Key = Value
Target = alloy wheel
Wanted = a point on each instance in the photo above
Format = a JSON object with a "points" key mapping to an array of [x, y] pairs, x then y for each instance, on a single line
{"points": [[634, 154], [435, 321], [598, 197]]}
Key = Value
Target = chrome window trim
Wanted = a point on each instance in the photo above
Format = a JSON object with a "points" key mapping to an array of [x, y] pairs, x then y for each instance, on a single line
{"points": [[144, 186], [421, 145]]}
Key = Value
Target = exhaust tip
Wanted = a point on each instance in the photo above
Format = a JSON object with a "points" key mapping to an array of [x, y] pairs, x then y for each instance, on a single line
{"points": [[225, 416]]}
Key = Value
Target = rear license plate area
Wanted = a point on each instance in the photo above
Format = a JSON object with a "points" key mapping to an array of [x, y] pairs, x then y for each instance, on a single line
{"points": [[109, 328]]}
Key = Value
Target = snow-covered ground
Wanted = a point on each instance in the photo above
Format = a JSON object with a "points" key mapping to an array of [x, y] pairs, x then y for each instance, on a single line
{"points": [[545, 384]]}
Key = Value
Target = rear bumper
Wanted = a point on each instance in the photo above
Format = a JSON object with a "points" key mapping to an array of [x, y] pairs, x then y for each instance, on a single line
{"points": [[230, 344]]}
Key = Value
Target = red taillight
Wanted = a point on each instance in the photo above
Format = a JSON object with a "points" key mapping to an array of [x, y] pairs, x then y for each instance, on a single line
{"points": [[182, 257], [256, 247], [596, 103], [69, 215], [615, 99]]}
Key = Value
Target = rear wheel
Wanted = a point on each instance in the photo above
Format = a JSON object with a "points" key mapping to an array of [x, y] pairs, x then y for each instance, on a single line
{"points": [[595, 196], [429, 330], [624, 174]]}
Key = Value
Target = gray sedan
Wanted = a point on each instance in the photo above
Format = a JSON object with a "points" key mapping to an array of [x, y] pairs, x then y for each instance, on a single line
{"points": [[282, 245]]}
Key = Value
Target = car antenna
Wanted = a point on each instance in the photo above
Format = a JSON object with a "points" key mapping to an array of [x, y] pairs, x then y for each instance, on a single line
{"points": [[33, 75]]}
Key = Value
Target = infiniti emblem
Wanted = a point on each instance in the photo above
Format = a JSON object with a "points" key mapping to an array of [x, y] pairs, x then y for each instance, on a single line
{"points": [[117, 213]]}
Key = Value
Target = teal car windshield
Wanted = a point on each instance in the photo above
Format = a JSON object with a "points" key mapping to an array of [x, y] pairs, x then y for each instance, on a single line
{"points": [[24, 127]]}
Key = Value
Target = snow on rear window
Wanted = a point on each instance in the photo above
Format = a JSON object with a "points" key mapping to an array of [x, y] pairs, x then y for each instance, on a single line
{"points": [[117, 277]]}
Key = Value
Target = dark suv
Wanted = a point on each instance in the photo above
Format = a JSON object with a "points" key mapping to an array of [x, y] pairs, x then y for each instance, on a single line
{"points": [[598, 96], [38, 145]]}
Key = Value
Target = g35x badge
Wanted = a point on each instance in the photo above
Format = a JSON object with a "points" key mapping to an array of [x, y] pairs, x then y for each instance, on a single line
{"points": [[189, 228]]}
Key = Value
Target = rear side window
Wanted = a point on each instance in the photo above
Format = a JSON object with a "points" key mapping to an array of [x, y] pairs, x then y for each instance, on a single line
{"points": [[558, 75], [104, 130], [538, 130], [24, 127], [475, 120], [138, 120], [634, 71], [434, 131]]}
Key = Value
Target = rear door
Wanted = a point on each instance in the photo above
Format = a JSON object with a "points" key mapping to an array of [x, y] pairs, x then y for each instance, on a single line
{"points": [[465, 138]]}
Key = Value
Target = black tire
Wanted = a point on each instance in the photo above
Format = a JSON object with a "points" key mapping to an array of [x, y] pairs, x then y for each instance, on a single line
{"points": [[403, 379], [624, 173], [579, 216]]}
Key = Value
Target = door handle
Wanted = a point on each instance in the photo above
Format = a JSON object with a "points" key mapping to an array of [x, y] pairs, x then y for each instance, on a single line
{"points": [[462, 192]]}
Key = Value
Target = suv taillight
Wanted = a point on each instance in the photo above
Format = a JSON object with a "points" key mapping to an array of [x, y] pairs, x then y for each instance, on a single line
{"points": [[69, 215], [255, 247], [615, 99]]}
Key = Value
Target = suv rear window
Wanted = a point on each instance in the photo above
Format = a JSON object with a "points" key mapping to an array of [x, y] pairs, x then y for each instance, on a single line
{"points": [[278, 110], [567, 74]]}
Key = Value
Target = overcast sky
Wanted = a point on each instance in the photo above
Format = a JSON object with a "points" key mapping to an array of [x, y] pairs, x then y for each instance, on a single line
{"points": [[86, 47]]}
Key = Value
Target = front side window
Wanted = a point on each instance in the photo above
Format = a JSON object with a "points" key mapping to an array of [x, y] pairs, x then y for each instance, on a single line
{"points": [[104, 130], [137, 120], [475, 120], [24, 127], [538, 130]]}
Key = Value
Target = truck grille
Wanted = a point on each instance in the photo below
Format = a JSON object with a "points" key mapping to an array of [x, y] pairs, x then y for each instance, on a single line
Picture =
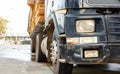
{"points": [[113, 25]]}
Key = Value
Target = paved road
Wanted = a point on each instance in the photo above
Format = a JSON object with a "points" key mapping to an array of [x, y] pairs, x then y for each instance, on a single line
{"points": [[17, 59]]}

**Set task**
Retype each line of the listing above word for word. Exclude the pictures.

**Answer**
Key = Value
Target = alloy wheel
Wanted = a point on each instance in the photo above
Format = a JSON object with a "points" key mapping to an array of [x, y] pairs, x then y for each instance, on a single line
{"points": [[634, 154], [435, 321], [598, 197]]}
Key = Value
Target = chrome window trim
Wanted = a point on each instance in the photo above
Format = a JSON object with a "points" key mapping to an array of [x, y] pairs, x then y for each instance, on a single line
{"points": [[144, 186], [421, 145]]}
Key = Value
Target = exhaust tip
Wanted = a point on each instance in the photo above
Format = a JSON object with a "points" key mapping to an array of [x, y] pairs, x then y for each instance, on a single line
{"points": [[225, 416]]}
Key = Value
Target = rear license plate area
Wanted = a point on each instance in the photo above
Format = a JSON object with a "points" key mapping to an array of [x, y] pairs, x then y for each instance, on a single line
{"points": [[109, 328]]}
Key = Value
Target = snow-covered ground
Wanted = a point on each instance in the photo above
Format = a JSON object with a "points" key mapping to an array of [x, y] pairs, x then y for each instance, on a single line
{"points": [[545, 384]]}
Key = Value
Target = rear bumper
Wanted = a point on each instance in the photo above
Format = a JSON object with a "points" key mapping to an array of [x, y] pairs, x then y for each instance, on a single line
{"points": [[230, 344]]}
Key = Value
Target = red taillight
Wanted = a point on each instance in the photo above
Format = a JSON object with a "points" key mapping to an array of [x, y] pairs, x then y for each instance, on a single line
{"points": [[182, 257], [256, 247], [596, 103], [69, 215], [615, 99]]}
Key = Value
Target = rear wheel
Wanted = a point on each instance in the photo above
Format = a JSON object with a "points" key mapping to an array of [x, y] pairs, x then y for each instance, on a single line
{"points": [[595, 196], [429, 330], [624, 174]]}
Key = Value
Target = gray sedan
Wanted = a point on each instance in the photo above
Format = a JSON object with a "points" key mapping to an array of [x, y] pairs, x then y for each instance, on a single line
{"points": [[282, 245]]}
Key = Value
Target = car antenna
Wanted = a point on each instance in the photo above
Format = a JSON object with a "points" key mapping to an array of [x, y] pairs, x then y for each instance, on a single line
{"points": [[33, 75]]}
Key = Value
Target = infiniti emblem
Wanted = a point on each instance in the photo above
Format = a JSON object with a "points" key mapping to an array of [x, y] pairs, x then y for each instance, on a single line
{"points": [[117, 213]]}
Key = Value
Target = teal car windshield
Wanted = a point on each instance in the photo above
Format = a JSON object with a "points" key mapping to an array of [x, y] pairs, x then y for each instance, on a single line
{"points": [[24, 127]]}
Key = Value
Target = snow on rear window
Wanted = a point on each instance in the photo above
Format = a JSON object with a "points" key mapping to an array of [x, y] pairs, x then y for each instance, on a single line
{"points": [[117, 277]]}
Key = Value
Target = dark suv
Wanted = a point on each instance in the photo above
Format = a JSON object with a "points" key mapping to an array of [x, y] pairs, x then y for each instance, on a single line
{"points": [[598, 96], [38, 145]]}
Key = Value
Target = g35x badge
Wanted = a point on each instance in the photo above
Format = a JSON object with a "points" key mapping to an array of [x, y] pairs, x then y for each instance, on a single line
{"points": [[189, 228]]}
Key = Value
Target = rear side window
Wanted = a point on each instance in the photo above
Format = a JSON object with a "points" key mapping to an array of [x, y] pairs, x then y for each instance, on a single line
{"points": [[558, 75], [104, 130], [538, 130], [24, 127], [475, 120], [138, 120], [634, 71], [434, 131]]}
Key = Value
Target = rear door
Wanted = a point on each instance in the photo above
Format = a JSON object with a "points" key mapping to an array of [x, y] pairs, x then y for each instance, on a single line
{"points": [[465, 138]]}
Key = Value
Target = black tire
Wanted = a point on each instance in the photo above
Format = a JSON object with a "points" key mapping to an array of [x, y] pairs, x then y for each instance, on a single line
{"points": [[403, 379], [624, 173], [579, 216]]}
Key = Value
Target = door handle
Wanted = a point on each instance in the photo above
Format = a JSON object with a "points" key mapping to an array of [x, y] pairs, x then y for each instance, on a single line
{"points": [[462, 192]]}
Key = Value
Target = suv taillight
Wanted = a point on each instance in the photo above
Format = a JSON object with a "points" key mapping to an array of [x, y] pairs, x then y for each instance, on a single line
{"points": [[69, 215], [255, 247], [615, 99]]}
Key = Value
Target = suv rear window
Wanted = a point on each instance in the photo above
Format = a JSON object with a "points" key mapping to an array of [x, y] pairs, x then y for each instance, on a single line
{"points": [[278, 110], [567, 74]]}
Key = Value
Target = overcast sky
Wanted = a point on each instance in the photo above
Format = a JSON object with a "points" key mapping to an array of [x, y] pairs, x then y for each instance, on a single line
{"points": [[86, 47]]}
Key = Value
Target = front side window
Wanted = a point on each instance in the photo above
Format = a JSON object with a "points" key mapping to an array of [x, y] pairs, x then y for each instance, on a single line
{"points": [[104, 130], [137, 120], [475, 120], [24, 127], [538, 130]]}
Key = Value
Target = truck grille
Wanted = a point on each instance in the photo below
Format = a JSON object with a "points" key mapping to an array of [x, y] pairs, x then y for each instance, on a single line
Picture =
{"points": [[113, 25]]}
Key = Value
Target = paved road
Wanted = a point on each instance in the photo above
Format = a JSON object with a "points" key mapping to an array of [x, y] pairs, x then y for each instance, on a single line
{"points": [[17, 59]]}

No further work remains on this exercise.